**DESCRIPTION OF THE TASK**: An exact copy of every record is required.

Segmentation mask data
■ ■ ■ ■ ■

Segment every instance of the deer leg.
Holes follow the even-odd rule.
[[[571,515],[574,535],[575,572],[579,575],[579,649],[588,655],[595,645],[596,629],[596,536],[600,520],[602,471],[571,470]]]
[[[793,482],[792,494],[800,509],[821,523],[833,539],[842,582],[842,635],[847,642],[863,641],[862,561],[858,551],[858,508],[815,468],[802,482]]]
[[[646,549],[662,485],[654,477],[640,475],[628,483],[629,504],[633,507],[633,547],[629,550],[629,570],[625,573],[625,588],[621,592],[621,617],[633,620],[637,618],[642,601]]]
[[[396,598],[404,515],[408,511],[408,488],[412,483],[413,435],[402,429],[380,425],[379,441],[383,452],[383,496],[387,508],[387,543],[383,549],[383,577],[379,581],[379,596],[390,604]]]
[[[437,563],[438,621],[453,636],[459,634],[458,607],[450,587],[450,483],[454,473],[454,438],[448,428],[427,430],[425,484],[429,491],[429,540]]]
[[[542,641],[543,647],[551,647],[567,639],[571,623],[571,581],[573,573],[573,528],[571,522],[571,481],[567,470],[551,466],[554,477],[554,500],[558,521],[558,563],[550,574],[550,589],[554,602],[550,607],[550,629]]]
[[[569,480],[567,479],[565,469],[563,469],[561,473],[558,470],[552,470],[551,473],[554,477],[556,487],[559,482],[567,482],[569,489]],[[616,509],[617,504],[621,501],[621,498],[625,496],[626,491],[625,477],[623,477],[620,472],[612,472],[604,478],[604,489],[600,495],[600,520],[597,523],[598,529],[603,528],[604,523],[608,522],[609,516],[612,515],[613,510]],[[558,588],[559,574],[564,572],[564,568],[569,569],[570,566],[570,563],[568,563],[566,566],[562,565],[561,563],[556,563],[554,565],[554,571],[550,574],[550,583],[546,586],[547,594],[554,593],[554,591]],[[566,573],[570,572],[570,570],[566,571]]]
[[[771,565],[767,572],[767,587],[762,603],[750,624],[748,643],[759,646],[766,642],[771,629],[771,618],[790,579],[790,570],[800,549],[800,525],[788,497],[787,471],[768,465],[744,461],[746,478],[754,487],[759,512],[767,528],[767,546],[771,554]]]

■ ■ ■ ■ ■

**EXERCISE RESULT**:
Segment every instance of the deer leg.
Holes follow the even-odd rule.
[[[571,515],[574,535],[575,572],[579,575],[579,649],[588,655],[595,645],[596,629],[596,536],[600,520],[602,471],[571,470]]]
[[[793,482],[792,494],[800,509],[821,523],[833,539],[842,582],[842,635],[847,642],[863,641],[862,561],[858,551],[858,508],[815,468],[802,482]]]
[[[646,549],[662,485],[654,477],[640,475],[628,483],[629,504],[633,507],[633,547],[629,550],[629,570],[625,573],[625,588],[621,592],[621,617],[633,620],[637,618],[642,601]]]
[[[396,598],[404,515],[408,511],[408,488],[412,483],[413,435],[402,429],[380,425],[379,441],[383,452],[383,496],[387,508],[387,543],[383,549],[383,577],[379,581],[379,596],[390,604]]]
[[[437,563],[438,621],[453,636],[459,634],[458,607],[450,587],[450,483],[454,473],[454,438],[448,428],[427,430],[425,484],[429,491],[429,540]]]
[[[542,641],[543,647],[551,647],[567,639],[571,623],[571,581],[573,573],[573,528],[571,522],[571,481],[567,470],[551,466],[554,477],[554,500],[558,521],[558,563],[550,574],[550,589],[554,602],[550,607],[550,629]]]
[[[569,480],[567,479],[565,469],[563,469],[561,473],[558,470],[552,470],[551,473],[554,477],[556,487],[559,482],[567,482],[569,489]],[[616,509],[617,504],[621,501],[621,498],[625,496],[626,491],[625,477],[623,477],[620,472],[612,472],[604,478],[604,489],[600,495],[600,520],[597,523],[598,529],[603,528],[604,523],[608,522],[609,516],[612,515],[613,510]],[[558,588],[559,574],[564,572],[564,568],[569,569],[570,566],[570,563],[568,563],[566,566],[562,565],[561,563],[556,563],[554,565],[554,571],[550,574],[550,583],[546,586],[547,594],[554,593],[554,591]],[[566,573],[570,572],[570,570],[566,571]]]
[[[771,565],[767,572],[767,587],[762,603],[750,624],[748,643],[759,646],[766,642],[771,629],[771,618],[790,579],[790,570],[800,549],[800,525],[788,497],[787,471],[768,465],[744,461],[746,478],[754,487],[759,512],[767,528],[767,546],[771,554]]]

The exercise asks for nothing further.